_Data in this exercise_

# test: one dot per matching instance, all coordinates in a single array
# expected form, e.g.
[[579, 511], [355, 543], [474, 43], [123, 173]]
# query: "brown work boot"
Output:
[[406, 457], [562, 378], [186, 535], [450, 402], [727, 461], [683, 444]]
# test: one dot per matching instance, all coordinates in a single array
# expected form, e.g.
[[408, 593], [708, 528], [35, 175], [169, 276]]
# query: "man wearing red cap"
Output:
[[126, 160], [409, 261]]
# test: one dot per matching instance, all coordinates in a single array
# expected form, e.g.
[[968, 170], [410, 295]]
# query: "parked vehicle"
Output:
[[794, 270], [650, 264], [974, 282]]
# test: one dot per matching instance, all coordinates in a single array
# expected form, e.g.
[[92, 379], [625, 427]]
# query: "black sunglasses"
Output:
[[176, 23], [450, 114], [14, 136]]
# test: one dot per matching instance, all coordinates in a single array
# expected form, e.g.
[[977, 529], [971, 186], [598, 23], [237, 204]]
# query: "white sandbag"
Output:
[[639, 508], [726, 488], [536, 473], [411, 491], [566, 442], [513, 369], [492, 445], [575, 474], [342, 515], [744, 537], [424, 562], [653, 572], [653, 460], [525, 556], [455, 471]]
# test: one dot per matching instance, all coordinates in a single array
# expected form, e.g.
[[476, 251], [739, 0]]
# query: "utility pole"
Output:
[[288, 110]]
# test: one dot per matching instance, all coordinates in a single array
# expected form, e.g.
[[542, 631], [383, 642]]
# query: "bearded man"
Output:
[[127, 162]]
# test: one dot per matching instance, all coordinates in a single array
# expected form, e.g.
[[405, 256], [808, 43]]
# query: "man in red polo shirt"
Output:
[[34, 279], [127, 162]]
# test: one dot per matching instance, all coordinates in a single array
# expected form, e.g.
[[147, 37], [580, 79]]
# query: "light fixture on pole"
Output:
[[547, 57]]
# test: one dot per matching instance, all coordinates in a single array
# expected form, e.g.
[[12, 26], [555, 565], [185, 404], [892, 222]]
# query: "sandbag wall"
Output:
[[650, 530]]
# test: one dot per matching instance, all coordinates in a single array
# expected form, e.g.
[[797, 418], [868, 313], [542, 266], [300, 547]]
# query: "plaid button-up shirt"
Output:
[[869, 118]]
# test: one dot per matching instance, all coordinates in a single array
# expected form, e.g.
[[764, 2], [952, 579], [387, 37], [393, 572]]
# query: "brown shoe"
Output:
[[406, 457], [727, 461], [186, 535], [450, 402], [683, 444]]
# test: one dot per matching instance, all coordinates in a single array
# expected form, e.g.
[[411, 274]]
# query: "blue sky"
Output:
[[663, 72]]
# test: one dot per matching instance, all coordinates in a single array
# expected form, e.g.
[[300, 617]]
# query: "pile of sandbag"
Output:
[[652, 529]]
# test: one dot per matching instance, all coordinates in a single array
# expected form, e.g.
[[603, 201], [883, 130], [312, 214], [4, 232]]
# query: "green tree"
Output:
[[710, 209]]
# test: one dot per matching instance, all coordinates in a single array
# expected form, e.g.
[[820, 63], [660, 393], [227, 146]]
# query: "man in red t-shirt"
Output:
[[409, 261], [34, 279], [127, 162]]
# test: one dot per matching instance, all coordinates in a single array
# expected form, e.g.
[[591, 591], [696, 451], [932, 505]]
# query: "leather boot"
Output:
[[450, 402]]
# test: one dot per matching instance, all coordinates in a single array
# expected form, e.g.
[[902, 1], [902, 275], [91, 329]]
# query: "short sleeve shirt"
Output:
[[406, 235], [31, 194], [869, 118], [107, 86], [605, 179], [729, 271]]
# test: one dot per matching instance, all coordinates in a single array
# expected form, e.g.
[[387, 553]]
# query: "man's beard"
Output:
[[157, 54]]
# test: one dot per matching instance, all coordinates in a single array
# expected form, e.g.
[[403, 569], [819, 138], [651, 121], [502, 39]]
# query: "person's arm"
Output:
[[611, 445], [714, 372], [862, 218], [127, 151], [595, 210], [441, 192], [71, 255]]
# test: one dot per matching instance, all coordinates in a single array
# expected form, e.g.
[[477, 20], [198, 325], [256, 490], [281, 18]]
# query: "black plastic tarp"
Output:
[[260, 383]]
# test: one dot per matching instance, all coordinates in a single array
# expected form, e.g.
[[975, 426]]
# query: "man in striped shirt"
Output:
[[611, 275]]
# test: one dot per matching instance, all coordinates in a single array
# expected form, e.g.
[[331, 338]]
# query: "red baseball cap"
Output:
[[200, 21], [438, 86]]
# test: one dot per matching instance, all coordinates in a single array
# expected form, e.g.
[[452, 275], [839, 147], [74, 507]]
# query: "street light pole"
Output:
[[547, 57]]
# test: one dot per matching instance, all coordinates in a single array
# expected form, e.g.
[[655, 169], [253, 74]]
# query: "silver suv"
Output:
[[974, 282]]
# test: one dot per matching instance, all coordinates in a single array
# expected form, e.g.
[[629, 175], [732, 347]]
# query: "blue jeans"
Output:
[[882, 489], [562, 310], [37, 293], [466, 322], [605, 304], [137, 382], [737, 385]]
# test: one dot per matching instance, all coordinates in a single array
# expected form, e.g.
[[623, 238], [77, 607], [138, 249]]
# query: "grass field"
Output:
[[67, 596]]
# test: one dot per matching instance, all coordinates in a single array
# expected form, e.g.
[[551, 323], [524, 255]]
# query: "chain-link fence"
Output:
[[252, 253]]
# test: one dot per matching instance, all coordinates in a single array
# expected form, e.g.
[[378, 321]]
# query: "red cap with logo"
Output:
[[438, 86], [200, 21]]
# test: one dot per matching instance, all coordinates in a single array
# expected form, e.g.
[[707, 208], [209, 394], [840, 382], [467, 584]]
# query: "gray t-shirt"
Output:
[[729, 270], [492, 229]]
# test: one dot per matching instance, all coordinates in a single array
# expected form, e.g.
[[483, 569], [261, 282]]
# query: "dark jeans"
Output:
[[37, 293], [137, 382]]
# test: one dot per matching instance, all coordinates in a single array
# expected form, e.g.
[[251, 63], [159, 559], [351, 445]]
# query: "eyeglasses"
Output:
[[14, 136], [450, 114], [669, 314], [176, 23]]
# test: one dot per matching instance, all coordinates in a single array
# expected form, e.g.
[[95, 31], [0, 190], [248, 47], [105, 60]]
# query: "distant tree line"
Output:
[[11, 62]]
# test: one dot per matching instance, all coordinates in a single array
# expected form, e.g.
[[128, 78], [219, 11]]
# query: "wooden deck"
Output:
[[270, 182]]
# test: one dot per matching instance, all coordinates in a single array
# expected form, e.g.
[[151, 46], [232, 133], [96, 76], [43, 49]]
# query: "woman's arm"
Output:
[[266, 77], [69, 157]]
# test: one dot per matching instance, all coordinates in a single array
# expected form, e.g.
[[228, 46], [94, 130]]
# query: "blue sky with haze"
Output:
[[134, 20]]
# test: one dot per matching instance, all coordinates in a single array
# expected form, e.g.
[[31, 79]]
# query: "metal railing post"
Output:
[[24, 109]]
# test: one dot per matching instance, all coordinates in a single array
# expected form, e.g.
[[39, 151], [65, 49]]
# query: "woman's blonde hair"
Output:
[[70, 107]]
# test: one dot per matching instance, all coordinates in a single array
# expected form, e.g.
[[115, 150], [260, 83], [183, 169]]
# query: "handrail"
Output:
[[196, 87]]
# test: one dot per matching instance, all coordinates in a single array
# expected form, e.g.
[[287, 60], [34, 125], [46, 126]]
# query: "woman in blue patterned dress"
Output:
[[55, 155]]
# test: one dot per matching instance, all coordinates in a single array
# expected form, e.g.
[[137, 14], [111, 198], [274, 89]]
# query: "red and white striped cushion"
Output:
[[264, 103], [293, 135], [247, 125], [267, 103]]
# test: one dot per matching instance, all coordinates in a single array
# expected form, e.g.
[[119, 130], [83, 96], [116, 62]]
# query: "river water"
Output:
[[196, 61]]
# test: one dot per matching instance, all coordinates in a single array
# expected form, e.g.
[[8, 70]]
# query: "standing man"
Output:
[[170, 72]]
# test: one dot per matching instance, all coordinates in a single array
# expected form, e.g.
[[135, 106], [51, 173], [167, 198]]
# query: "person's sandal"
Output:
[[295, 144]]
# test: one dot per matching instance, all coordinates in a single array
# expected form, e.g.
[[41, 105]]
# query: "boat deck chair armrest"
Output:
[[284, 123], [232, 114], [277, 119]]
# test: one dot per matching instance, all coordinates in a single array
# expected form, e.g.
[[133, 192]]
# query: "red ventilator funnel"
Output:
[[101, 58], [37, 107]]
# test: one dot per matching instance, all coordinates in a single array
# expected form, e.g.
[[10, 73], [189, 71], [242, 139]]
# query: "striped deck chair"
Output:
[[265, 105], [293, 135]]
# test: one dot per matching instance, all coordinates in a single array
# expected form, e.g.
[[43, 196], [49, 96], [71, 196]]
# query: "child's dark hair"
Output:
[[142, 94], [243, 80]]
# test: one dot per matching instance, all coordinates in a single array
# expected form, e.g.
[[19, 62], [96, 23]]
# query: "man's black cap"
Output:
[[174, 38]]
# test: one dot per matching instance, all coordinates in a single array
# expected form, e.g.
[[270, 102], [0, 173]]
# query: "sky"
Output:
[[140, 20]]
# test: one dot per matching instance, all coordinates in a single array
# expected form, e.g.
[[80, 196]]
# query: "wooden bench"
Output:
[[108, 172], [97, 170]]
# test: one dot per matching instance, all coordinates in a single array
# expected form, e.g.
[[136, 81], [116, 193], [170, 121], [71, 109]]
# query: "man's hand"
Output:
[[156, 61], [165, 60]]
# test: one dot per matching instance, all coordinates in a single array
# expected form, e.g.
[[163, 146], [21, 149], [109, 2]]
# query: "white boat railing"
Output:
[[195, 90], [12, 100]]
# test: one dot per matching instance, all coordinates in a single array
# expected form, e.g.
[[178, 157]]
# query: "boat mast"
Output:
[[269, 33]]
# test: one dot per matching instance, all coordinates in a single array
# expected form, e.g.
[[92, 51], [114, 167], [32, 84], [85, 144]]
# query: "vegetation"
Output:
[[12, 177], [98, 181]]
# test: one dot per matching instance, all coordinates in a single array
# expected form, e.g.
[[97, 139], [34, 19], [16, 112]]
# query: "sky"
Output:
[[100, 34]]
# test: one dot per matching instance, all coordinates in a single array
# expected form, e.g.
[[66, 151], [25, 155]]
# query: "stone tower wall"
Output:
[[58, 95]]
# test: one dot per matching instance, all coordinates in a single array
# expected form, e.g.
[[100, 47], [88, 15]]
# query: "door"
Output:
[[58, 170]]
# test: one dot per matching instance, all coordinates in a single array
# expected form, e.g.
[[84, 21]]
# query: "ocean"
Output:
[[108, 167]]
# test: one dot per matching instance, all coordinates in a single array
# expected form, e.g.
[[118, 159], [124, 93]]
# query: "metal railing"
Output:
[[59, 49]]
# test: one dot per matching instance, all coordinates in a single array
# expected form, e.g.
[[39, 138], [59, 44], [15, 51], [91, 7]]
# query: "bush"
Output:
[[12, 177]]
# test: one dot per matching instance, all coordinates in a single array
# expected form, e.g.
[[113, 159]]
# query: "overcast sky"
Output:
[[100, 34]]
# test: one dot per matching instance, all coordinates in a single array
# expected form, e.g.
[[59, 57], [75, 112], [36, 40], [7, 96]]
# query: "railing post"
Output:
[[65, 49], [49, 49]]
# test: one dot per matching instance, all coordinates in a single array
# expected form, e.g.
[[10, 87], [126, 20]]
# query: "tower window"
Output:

_Job_
Can you present the data, starting at its beginning and ending at the line that contains "[[288, 110]]", as a Markdown table with the columns No. and Text, one numbered row per line and blank lines left out?

_Exercise solution_
| No. | Text |
|---|---|
| 1 | # test: one dot per matching instance, all coordinates in a single array |
| 2 | # expected form, e.g. |
| 3 | [[579, 511], [355, 543], [474, 43], [123, 173]] |
| 4 | # query: "brown work boot" |
| 5 | Output: |
| 6 | [[406, 457], [562, 378], [186, 535], [450, 402], [727, 461], [683, 444]] |
| 7 | # test: one dot per matching instance, all coordinates in a single array |
| 8 | # expected form, e.g. |
| 9 | [[408, 593], [708, 528], [35, 175], [169, 276]] |
| 10 | # query: "man wearing red cap" |
| 11 | Output: |
| 12 | [[126, 160], [409, 261]] |
| 13 | # test: one dot per matching instance, all coordinates in a single array |
| 14 | # expected form, e.g. |
| 15 | [[968, 170], [410, 295]] |
| 16 | # query: "parked vehicle" |
| 17 | Output: |
| 18 | [[794, 270], [650, 264], [974, 282]] |
| 19 | # test: one dot per matching instance, all coordinates in a single array |
| 20 | # expected form, e.g. |
| 21 | [[92, 379], [625, 427]] |
| 22 | # query: "black sunglasses" |
| 23 | Output: |
| 24 | [[176, 23], [450, 114], [14, 136]] |
| 25 | # test: one dot per matching instance, all coordinates in a single array |
| 26 | # expected form, e.g. |
| 27 | [[977, 529], [971, 186], [598, 23], [237, 204]] |
| 28 | # query: "white sandbag" |
| 29 | Output: |
| 30 | [[639, 508], [726, 488], [536, 473], [411, 491], [566, 442], [513, 369], [492, 445], [575, 474], [342, 515], [744, 537], [424, 562], [653, 572], [653, 460], [525, 556], [455, 471]] |
| 31 | # test: one dot per matching instance, all coordinates in a single array |
| 32 | # expected form, e.g. |
| 33 | [[476, 251], [739, 0]] |
| 34 | # query: "utility pole" |
| 35 | Output: |
| 36 | [[288, 110]] |